From the material below, reproduce verbatim everything from the line containing "Where can the fireweed" down to the line containing "point(735, 565)", both of those lines included, and output nothing else.

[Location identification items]
_ _ _ _ _ _ _

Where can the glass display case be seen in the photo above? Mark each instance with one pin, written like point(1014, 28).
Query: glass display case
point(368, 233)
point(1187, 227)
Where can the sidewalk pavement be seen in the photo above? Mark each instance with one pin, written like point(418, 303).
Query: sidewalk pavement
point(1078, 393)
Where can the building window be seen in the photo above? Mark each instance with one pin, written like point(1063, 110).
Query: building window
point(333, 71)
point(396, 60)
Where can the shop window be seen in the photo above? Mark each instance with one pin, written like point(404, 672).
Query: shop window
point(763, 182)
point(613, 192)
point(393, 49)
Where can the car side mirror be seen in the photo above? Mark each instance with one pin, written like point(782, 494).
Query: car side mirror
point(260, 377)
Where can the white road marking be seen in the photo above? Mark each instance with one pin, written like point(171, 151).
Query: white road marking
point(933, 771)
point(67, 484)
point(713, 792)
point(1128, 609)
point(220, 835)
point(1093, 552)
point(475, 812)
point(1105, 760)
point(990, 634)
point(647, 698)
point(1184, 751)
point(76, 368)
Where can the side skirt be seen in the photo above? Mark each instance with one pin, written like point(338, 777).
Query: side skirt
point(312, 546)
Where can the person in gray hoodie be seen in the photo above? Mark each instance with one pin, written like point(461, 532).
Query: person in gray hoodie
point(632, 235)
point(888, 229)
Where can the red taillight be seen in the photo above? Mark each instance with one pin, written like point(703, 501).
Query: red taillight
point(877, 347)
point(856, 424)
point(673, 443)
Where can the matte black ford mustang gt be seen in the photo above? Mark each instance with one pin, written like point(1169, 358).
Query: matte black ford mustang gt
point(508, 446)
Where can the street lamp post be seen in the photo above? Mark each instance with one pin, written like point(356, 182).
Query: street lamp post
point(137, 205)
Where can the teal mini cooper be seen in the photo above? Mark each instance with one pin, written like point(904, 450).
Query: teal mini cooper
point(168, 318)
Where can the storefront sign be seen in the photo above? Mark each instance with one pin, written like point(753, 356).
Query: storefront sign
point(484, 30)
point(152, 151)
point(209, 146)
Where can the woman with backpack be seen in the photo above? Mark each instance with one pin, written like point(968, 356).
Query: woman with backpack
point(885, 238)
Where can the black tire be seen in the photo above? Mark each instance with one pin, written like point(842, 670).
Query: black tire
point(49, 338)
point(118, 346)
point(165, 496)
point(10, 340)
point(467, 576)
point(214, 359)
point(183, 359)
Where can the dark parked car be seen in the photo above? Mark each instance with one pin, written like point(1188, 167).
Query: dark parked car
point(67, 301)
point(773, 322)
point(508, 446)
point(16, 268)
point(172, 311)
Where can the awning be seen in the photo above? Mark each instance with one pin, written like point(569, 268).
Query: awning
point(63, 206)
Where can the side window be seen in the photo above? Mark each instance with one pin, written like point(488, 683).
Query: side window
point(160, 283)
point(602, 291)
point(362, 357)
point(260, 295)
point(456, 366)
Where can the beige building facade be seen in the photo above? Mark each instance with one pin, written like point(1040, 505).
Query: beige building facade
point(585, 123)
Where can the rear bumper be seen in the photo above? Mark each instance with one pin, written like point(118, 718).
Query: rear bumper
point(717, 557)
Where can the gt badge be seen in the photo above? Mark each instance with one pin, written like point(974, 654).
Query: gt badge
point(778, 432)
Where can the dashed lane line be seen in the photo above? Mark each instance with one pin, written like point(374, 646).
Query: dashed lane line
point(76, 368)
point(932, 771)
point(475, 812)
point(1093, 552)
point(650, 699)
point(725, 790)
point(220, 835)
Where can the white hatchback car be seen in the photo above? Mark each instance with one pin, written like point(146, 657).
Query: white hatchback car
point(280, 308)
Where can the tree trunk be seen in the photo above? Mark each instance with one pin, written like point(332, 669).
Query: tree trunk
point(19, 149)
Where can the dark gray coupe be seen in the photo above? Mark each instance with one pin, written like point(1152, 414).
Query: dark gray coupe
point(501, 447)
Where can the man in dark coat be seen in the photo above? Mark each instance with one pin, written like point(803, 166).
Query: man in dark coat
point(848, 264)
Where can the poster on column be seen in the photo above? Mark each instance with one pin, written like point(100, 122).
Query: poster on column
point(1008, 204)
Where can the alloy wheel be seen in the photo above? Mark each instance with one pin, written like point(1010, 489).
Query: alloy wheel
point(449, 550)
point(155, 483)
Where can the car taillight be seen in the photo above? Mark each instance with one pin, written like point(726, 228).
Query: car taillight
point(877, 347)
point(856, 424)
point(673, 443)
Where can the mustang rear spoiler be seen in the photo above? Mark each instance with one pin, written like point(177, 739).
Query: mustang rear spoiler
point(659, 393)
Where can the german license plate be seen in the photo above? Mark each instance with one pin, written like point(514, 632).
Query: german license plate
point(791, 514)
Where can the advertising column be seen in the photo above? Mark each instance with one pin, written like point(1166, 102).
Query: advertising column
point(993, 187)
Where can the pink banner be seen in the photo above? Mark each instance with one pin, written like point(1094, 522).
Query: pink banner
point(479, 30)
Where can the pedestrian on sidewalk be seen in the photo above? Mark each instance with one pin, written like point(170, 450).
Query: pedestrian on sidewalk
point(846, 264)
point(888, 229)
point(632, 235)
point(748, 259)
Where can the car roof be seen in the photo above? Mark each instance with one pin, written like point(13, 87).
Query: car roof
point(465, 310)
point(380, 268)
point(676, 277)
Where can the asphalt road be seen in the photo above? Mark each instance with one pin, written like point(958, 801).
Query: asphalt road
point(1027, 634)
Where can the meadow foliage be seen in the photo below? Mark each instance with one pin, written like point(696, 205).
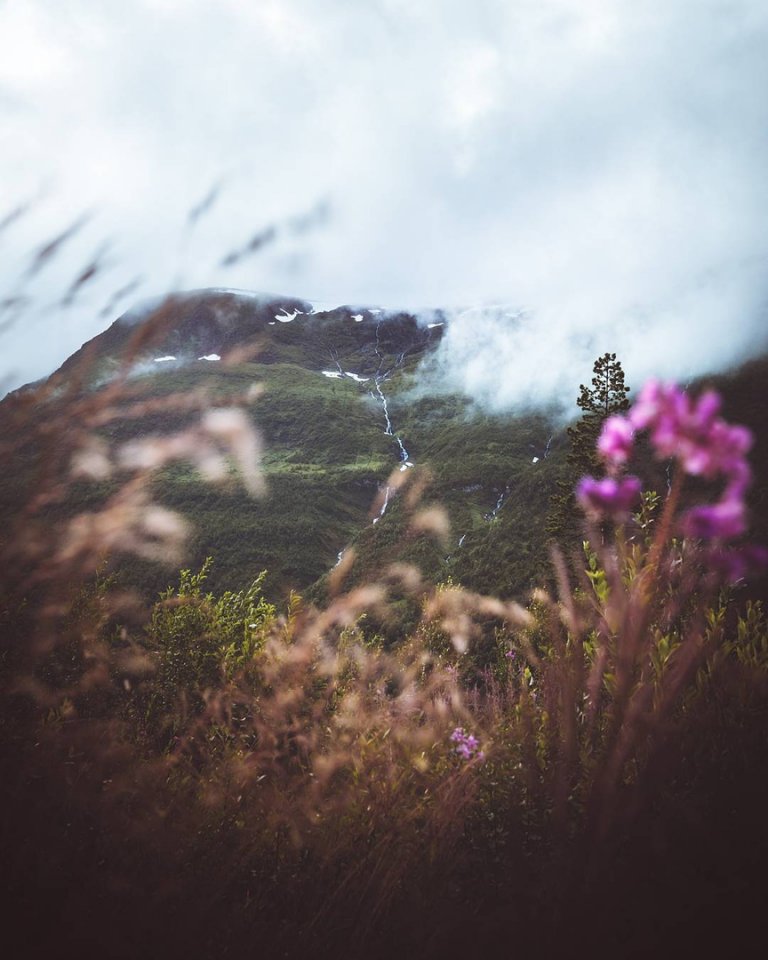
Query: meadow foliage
point(292, 775)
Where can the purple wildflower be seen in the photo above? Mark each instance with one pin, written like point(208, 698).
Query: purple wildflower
point(616, 440)
point(612, 497)
point(690, 432)
point(467, 745)
point(721, 521)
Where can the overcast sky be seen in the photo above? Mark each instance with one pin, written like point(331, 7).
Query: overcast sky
point(599, 164)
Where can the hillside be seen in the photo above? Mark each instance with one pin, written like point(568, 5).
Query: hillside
point(343, 403)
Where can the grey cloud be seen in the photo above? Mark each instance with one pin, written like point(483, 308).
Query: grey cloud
point(598, 166)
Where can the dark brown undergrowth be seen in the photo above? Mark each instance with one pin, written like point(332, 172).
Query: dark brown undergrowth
point(213, 776)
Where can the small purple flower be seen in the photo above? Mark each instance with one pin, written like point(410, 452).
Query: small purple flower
point(616, 441)
point(467, 745)
point(611, 497)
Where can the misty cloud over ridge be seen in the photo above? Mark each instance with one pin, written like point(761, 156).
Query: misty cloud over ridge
point(599, 166)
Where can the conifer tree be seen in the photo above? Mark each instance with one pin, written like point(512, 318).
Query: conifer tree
point(606, 396)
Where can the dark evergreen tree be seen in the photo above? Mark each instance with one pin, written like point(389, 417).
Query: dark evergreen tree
point(606, 396)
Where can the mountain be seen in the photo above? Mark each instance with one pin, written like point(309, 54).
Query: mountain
point(344, 401)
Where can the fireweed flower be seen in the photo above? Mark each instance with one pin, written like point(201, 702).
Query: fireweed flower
point(690, 432)
point(611, 497)
point(467, 745)
point(722, 521)
point(735, 565)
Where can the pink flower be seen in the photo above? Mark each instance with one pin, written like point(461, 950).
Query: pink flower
point(610, 497)
point(722, 521)
point(691, 433)
point(616, 440)
point(467, 745)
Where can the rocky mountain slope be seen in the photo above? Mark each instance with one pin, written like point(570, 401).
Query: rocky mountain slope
point(343, 403)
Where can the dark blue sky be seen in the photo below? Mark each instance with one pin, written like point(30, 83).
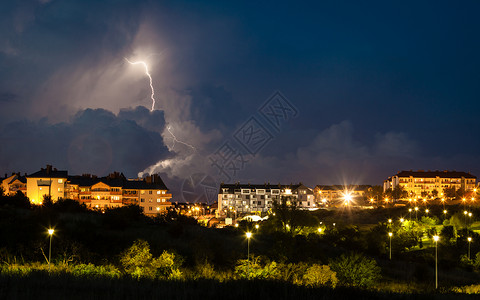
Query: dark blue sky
point(379, 86)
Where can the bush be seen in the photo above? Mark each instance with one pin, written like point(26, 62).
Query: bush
point(204, 271)
point(356, 270)
point(138, 262)
point(92, 271)
point(257, 269)
point(318, 275)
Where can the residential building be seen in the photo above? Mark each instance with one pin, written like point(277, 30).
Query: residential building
point(428, 183)
point(46, 182)
point(112, 191)
point(14, 183)
point(239, 198)
point(334, 195)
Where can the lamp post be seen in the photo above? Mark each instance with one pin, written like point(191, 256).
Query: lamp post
point(469, 239)
point(50, 232)
point(249, 235)
point(390, 235)
point(435, 238)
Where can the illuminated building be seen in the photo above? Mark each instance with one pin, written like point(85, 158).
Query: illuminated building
point(46, 182)
point(115, 190)
point(258, 198)
point(421, 183)
point(14, 183)
point(112, 191)
point(334, 194)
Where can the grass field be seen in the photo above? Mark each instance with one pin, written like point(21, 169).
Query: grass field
point(43, 286)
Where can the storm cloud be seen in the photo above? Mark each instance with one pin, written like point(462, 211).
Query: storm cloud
point(95, 141)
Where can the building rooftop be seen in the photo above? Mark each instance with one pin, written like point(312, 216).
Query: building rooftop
point(434, 174)
point(49, 172)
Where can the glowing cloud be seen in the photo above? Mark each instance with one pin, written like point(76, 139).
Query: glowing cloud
point(149, 77)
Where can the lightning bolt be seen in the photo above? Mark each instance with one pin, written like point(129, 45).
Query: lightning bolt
point(175, 140)
point(149, 77)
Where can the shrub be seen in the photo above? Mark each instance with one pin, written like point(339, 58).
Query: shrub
point(257, 269)
point(166, 266)
point(356, 270)
point(318, 275)
point(204, 271)
point(90, 270)
point(138, 262)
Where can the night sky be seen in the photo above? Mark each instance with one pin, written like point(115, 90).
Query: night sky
point(374, 87)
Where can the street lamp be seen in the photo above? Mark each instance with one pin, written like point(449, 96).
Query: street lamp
point(390, 235)
point(469, 239)
point(435, 238)
point(50, 232)
point(249, 235)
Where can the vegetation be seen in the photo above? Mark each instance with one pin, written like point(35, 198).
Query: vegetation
point(121, 252)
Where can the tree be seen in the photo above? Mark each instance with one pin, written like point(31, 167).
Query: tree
point(447, 235)
point(289, 217)
point(318, 275)
point(399, 192)
point(449, 192)
point(139, 262)
point(374, 192)
point(356, 270)
point(257, 268)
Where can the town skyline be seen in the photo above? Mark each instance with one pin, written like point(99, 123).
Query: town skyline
point(358, 91)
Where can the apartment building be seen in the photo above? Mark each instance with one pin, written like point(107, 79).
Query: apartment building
point(420, 183)
point(14, 183)
point(112, 191)
point(328, 195)
point(115, 190)
point(46, 182)
point(259, 198)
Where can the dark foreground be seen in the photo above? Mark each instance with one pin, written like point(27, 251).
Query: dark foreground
point(43, 286)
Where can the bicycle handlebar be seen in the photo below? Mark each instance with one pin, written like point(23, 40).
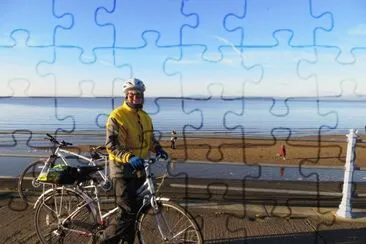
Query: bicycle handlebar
point(54, 140)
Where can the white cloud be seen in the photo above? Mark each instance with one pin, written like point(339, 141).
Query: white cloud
point(359, 30)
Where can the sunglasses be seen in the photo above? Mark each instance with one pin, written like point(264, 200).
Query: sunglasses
point(134, 94)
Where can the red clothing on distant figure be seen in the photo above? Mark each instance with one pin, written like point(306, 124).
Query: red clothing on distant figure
point(283, 151)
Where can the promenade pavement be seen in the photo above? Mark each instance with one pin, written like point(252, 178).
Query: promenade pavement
point(222, 223)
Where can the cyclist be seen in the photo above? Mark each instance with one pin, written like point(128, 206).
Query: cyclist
point(129, 140)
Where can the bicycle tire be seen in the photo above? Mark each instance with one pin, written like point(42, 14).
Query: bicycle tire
point(29, 189)
point(56, 207)
point(148, 229)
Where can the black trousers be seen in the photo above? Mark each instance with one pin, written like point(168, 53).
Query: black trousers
point(121, 229)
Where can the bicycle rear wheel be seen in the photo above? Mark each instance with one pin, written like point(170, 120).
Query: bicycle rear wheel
point(29, 188)
point(63, 216)
point(170, 223)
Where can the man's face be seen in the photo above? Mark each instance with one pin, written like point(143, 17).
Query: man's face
point(134, 97)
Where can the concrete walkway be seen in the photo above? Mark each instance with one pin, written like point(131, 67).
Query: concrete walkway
point(229, 223)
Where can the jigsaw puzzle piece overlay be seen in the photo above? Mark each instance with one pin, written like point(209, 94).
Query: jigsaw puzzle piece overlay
point(72, 75)
point(197, 74)
point(20, 119)
point(84, 33)
point(261, 18)
point(40, 22)
point(330, 74)
point(95, 79)
point(349, 27)
point(280, 77)
point(168, 114)
point(210, 31)
point(213, 149)
point(341, 81)
point(164, 17)
point(147, 64)
point(19, 72)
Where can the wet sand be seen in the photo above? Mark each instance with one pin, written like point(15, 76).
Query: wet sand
point(313, 150)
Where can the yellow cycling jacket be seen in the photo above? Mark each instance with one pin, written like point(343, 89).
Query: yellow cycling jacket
point(129, 132)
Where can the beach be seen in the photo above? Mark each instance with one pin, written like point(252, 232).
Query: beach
point(328, 150)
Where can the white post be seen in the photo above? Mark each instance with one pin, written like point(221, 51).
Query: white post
point(345, 208)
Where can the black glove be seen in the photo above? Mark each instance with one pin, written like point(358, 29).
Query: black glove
point(161, 153)
point(136, 162)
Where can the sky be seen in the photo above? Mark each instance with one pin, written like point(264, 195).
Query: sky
point(276, 48)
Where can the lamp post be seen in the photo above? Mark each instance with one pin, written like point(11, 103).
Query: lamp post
point(345, 208)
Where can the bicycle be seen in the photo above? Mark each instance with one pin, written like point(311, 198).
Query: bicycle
point(70, 214)
point(29, 185)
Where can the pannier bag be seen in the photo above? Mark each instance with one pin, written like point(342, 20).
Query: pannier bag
point(59, 174)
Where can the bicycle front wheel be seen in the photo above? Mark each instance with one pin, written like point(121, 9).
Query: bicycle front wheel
point(29, 188)
point(64, 216)
point(170, 223)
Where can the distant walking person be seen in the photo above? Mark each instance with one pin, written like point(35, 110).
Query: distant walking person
point(283, 152)
point(173, 139)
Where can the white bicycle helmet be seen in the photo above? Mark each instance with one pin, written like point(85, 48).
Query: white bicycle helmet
point(133, 84)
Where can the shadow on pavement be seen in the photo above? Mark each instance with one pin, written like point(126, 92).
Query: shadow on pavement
point(349, 236)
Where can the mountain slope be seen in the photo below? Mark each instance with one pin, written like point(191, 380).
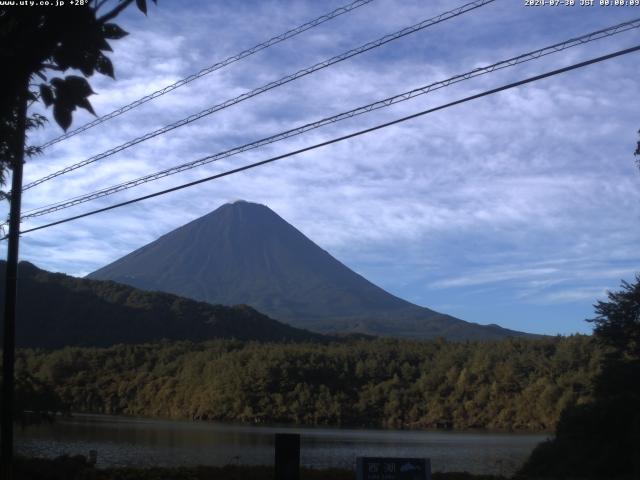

_ _ _ _ _ _ _

**SOLUTION FOR THIS TASK**
Where can the fireweed flower be seen in the photo above? Mark each instance with one pin, written like point(201, 702).
Query: fireweed flower
point(690, 432)
point(611, 497)
point(467, 745)
point(722, 521)
point(735, 565)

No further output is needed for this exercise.